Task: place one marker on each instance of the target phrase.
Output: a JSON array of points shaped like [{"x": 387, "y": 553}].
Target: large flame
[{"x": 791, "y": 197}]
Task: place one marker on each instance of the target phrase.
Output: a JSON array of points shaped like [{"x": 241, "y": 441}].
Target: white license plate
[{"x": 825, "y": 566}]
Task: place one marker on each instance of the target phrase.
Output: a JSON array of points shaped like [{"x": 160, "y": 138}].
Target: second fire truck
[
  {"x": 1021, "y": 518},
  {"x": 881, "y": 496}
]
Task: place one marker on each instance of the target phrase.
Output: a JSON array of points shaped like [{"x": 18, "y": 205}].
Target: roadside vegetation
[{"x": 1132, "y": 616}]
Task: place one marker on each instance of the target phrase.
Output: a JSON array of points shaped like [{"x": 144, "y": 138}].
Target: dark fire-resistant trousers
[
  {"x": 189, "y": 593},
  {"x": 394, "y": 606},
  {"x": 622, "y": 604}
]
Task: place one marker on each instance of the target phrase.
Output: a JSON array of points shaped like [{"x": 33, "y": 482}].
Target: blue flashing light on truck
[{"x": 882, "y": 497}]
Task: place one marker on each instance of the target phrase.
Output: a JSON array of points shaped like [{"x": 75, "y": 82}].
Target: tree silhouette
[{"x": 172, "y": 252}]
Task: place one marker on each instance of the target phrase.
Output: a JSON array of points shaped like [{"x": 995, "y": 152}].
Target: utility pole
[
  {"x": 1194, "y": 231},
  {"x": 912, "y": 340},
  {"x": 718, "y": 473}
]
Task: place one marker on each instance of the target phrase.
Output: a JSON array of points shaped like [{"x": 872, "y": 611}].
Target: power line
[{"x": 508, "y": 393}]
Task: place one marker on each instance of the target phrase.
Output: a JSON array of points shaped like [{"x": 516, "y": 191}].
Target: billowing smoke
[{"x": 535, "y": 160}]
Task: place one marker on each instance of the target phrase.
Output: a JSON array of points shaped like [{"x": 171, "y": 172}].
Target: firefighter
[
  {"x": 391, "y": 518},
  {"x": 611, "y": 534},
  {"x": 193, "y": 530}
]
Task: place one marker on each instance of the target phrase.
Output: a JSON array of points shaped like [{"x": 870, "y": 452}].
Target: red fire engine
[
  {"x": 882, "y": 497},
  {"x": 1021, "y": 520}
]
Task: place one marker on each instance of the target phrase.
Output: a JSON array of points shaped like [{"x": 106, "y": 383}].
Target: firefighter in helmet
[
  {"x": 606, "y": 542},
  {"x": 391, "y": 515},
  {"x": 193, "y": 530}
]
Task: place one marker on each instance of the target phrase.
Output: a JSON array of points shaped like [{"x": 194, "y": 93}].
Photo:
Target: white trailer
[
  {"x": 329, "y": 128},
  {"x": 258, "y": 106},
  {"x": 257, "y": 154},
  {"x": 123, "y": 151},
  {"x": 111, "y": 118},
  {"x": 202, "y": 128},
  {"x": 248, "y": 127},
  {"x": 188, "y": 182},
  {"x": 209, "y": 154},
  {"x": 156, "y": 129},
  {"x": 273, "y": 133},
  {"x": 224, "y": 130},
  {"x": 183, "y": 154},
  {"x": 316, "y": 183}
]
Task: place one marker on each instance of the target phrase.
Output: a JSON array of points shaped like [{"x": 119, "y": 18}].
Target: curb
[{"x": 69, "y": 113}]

• • • •

● **Your instructions**: Retype the records that precede this task, keeping them exactly the same.

● **Solved problem**:
Task: place one marker on each instance of the target phrase.
Output: a JSON array of points shaped like [{"x": 387, "y": 553}].
Target: large flame
[{"x": 791, "y": 197}]
Task: place one marker on each instance of the target phrase.
Output: a JSON array of points shaped like [{"x": 241, "y": 441}].
Target: white license plate
[{"x": 825, "y": 566}]
Task: place one marker on each instance of the target phrase.
Output: a JSON array of points shaped like [{"x": 160, "y": 138}].
Target: second fire truck
[
  {"x": 1021, "y": 518},
  {"x": 881, "y": 496}
]
Task: place one marker on each instance of the target phrase.
Output: a JSON array of points shaped like [{"x": 18, "y": 205}].
Target: roadside vegetation
[{"x": 1132, "y": 616}]
Task: place one marker on each instance of the target phrase.
Output: a JSON array of points shaped like [{"x": 144, "y": 138}].
Target: dark fire-resistant trousers
[
  {"x": 189, "y": 593},
  {"x": 394, "y": 606},
  {"x": 622, "y": 604}
]
Task: place one marker on each instance of the target phrase.
Output: a JSON array of points shaped like [{"x": 33, "y": 482}].
Target: blue flashing light on truck
[{"x": 882, "y": 497}]
Task: place one marker on each instance of the target phrase.
Output: a JSON array of points shaped like [{"x": 75, "y": 82}].
Target: tree silhouette
[{"x": 172, "y": 252}]
Task: place one marker on each instance of the target phrase.
Output: a JSON array of points shaped like [{"x": 995, "y": 152}].
Target: utility pole
[
  {"x": 1194, "y": 231},
  {"x": 912, "y": 340},
  {"x": 718, "y": 473}
]
Task: place one marker on each instance of the target phrase.
Output: a JSON array of points shaped like [{"x": 872, "y": 611}].
Target: power line
[{"x": 508, "y": 393}]
Task: place one marker on each instance of the target phrase.
Output: a JSON array of points shaped like [{"x": 516, "y": 191}].
Target: billowing smoke
[{"x": 535, "y": 160}]
Task: place one marker on each instance of the target phrase.
Output: a JSON array of points shaped like [{"x": 171, "y": 172}].
Target: firefighter
[
  {"x": 391, "y": 518},
  {"x": 611, "y": 534},
  {"x": 193, "y": 530}
]
Task: place one marker on each instance of the target phrase.
Output: a JSON array of points shaped like [{"x": 870, "y": 452}].
Target: red fire engine
[
  {"x": 882, "y": 497},
  {"x": 1021, "y": 520}
]
Task: place one marker on each instance of the target phrase.
Output: a JSON array of points shaped like [{"x": 106, "y": 383}].
Target: firefighter in helmet
[
  {"x": 606, "y": 542},
  {"x": 391, "y": 515},
  {"x": 193, "y": 530}
]
Task: place one marker on each instance of the target phrase.
Output: a JSON array of points shaped like [{"x": 194, "y": 93}].
Photo:
Target: white trailer
[
  {"x": 329, "y": 128},
  {"x": 258, "y": 106},
  {"x": 257, "y": 154},
  {"x": 123, "y": 151},
  {"x": 111, "y": 118},
  {"x": 202, "y": 128},
  {"x": 248, "y": 127},
  {"x": 188, "y": 182},
  {"x": 209, "y": 154},
  {"x": 156, "y": 129},
  {"x": 273, "y": 133},
  {"x": 224, "y": 130},
  {"x": 183, "y": 154},
  {"x": 316, "y": 183}
]
Task: place one marker on each instance of the target phrase.
Output: a JSON array of points shaped like [{"x": 119, "y": 18}].
Target: curb
[{"x": 69, "y": 113}]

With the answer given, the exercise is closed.